EtienneAb3d / WhisperTimeSync

Synchronize Whisper's timestamps over an existing accurate transcription
131 stars 22 forks source link

Highlight and Max line width #13

Open Linch1 opened 1 year ago

Linch1 commented 1 year ago

Hello, Is it possible to highlight the text and give a maximum width to the output? i'm taking as exaple this command from whisper

whisper path/text.wav --word_timestamps True --max_line_width 22 --max_line_count 1 --highlight_words True --output_format srt 

Thanks in advance, and great tool!

EtienneAb3d commented 1 year ago

Hi @Linch1 I may add some parameters. Waiting for that, you can change this file: https://github.com/EtienneAb3d/WhisperHallu/blob/main/transcribeHallu.py Line 431: adjust the options at your need

                if(transcribe_options["word_timestamps"]):
                    srtOpts = { "max_line_width" : 30, "max_line_count" : 1, "highlight_words" : transcribe_options["word_timestamps"]}

Line 441: remove this filtering

                if(transcribe_options["word_timestamps"]):
                    result["text"] = re.sub("(\n[^<\n]*<u>|</u>[^<\n]*\n)"#Remove lines without highlighted words
                                            ,"\n",re.sub(r"\n[^<\n]*\n\n","\n\n"#Keep only highlighted words
                                                         ,result["text"]))

PS: only works with standard Whisper

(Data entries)
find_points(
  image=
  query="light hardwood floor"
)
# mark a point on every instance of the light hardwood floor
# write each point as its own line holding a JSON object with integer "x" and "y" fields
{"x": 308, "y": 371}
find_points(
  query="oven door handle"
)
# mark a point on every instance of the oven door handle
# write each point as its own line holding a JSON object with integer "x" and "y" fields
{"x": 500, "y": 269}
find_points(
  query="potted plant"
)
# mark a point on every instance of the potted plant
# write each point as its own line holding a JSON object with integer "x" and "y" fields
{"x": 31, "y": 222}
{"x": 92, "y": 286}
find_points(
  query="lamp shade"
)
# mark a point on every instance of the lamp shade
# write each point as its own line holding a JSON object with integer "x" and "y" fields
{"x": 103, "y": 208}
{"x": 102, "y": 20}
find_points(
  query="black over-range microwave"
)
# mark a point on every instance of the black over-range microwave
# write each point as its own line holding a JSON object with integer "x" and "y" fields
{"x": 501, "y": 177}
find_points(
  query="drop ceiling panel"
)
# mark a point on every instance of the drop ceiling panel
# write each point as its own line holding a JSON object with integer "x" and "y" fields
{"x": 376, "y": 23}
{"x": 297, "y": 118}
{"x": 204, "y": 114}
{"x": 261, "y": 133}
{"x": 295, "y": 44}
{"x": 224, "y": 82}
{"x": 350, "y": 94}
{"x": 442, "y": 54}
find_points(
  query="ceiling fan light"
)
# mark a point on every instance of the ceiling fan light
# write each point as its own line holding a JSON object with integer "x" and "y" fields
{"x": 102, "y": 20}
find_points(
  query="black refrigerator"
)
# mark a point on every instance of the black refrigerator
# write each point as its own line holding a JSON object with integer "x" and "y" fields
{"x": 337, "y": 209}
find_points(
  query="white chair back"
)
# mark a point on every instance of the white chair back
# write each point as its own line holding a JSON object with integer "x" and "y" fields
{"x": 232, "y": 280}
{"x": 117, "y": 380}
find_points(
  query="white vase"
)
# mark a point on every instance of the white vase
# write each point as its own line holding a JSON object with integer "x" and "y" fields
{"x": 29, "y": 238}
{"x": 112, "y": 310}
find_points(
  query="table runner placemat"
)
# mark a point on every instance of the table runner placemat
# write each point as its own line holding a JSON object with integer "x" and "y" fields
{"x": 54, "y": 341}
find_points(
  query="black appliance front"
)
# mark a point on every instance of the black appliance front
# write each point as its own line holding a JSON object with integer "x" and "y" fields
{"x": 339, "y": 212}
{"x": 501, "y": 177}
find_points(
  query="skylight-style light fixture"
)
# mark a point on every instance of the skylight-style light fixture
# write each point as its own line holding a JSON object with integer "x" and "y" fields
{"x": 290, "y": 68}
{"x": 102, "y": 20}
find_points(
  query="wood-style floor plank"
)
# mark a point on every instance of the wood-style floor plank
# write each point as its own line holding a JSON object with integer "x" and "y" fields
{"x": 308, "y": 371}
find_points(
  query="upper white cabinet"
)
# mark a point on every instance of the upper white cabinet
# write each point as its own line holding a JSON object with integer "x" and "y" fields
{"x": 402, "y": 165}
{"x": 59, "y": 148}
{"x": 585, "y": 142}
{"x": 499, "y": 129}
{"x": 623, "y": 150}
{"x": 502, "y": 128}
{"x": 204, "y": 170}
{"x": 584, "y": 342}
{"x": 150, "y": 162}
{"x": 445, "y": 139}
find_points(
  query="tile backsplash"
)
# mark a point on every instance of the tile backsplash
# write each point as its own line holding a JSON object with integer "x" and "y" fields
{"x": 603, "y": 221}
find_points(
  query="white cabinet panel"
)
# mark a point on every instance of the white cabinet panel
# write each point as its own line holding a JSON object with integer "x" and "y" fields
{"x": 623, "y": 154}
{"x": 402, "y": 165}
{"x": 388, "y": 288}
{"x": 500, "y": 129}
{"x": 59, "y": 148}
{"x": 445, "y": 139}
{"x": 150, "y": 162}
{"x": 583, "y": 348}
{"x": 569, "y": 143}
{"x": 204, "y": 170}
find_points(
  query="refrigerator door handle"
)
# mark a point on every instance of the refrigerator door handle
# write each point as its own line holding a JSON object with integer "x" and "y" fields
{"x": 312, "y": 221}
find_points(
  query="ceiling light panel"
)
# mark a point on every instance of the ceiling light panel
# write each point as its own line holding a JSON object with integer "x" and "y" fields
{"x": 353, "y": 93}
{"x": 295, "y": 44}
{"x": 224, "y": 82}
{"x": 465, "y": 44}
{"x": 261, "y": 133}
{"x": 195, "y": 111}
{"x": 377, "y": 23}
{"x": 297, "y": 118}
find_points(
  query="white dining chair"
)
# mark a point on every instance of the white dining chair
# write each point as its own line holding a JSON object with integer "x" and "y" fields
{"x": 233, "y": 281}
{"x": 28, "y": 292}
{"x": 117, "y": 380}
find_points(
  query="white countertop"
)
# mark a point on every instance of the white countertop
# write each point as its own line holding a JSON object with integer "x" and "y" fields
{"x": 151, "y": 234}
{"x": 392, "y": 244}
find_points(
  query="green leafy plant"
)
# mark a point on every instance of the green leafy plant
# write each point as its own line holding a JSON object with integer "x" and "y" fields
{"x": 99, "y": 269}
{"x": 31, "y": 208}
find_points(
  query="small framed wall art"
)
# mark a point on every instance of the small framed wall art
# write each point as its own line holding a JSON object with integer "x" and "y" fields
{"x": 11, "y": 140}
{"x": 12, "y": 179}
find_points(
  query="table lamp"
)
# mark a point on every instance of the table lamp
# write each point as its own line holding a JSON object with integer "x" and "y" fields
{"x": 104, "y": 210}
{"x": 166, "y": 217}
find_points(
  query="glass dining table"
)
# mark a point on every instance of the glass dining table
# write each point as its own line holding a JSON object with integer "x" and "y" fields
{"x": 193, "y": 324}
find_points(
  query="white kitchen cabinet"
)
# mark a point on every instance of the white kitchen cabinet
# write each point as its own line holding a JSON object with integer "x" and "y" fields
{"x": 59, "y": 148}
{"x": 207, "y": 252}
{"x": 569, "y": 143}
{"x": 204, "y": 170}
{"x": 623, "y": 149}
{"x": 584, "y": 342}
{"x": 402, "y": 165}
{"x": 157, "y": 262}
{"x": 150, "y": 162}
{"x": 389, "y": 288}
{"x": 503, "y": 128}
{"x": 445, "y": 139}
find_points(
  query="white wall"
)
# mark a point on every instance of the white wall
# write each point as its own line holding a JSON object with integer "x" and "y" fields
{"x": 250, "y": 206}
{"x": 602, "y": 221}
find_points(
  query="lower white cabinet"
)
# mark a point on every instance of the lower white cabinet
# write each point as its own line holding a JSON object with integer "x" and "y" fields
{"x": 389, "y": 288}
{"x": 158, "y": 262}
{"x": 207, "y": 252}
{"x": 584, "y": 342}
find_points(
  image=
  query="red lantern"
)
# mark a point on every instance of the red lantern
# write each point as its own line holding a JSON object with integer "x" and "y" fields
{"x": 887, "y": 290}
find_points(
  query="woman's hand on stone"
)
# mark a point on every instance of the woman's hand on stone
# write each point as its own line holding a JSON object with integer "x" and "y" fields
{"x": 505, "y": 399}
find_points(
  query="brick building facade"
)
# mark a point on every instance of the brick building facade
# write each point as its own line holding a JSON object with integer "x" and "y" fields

▶ **Parts of the exercise**
A. Retype the WhisperTimeSync issue thread in full, changing nothing.
B. Find each line of the records that contains the string "facade" and copy it out. Case matters.
The issue thread and the records have no connection to each other.

▶ **Task results**
A.
EtienneAb3d / WhisperTimeSync

Synchronize Whisper's timestamps over an existing accurate transcription
131 stars 22 forks source link

Highlight and Max line width #13

Open Linch1 opened 1 year ago

Linch1 commented 1 year ago

Hello, Is it possible to highlight the text and give a maximum width to the output? i'm taking as exaple this command from whisper

whisper path/text.wav --word_timestamps True --max_line_width 22 --max_line_count 1 --highlight_words True --output_format srt 

Thanks in advance, and great tool!

EtienneAb3d commented 1 year ago

Hi @Linch1 I may add some parameters. Waiting for that, you can change this file: https://github.com/EtienneAb3d/WhisperHallu/blob/main/transcribeHallu.py Line 431: adjust the options at your need

                if(transcribe_options["word_timestamps"]):
                    srtOpts = { "max_line_width" : 30, "max_line_count" : 1, "highlight_words" : transcribe_options["word_timestamps"]}

Line 441: remove this filtering

                if(transcribe_options["word_timestamps"]):
                    result["text"] = re.sub("(\n[^<\n]*<u>|</u>[^<\n]*\n)"#Remove lines without highlighted words
                                            ,"\n",re.sub(r"\n[^<\n]*\n\n","\n\n"#Keep only highlighted words
                                                         ,result["text"]))

PS: only works with standard Whisper

B.
  query="brick building facade"
# mark a point on every instance of the brick building facade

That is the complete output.